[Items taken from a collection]

══════════════════════════════

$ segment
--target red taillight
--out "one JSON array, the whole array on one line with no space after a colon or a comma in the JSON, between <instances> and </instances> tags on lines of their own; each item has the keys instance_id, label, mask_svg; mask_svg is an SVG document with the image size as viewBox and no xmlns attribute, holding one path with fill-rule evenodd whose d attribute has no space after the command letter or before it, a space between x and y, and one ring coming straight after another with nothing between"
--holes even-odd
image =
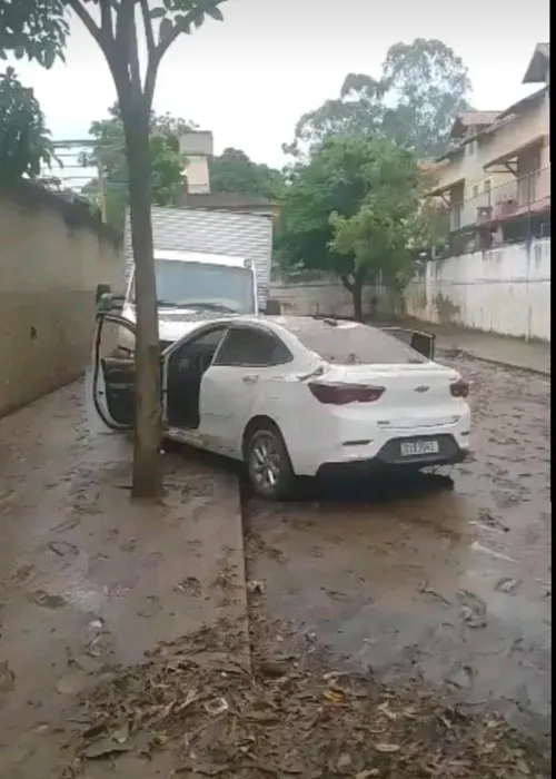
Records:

══════════════════════════════

Copy out every item above word for word, leaving out the pictures.

Result of the exercise:
$ segment
--target red taillight
--out "one JSON array, the whole array on one line with no space after a colon or a comma in the JSON, between <instances> and </instances> tags on lines of their own; each item has the keys instance_id, label, mask_svg; mask_svg is an SVG document with the image size as viewBox and no xmlns attribute, holding one path with fill-rule evenodd whose d attribute has no space after the command letter or before it, a space between x and y, and one ring coming straight after another with nothing between"
--holes even-odd
image =
Records:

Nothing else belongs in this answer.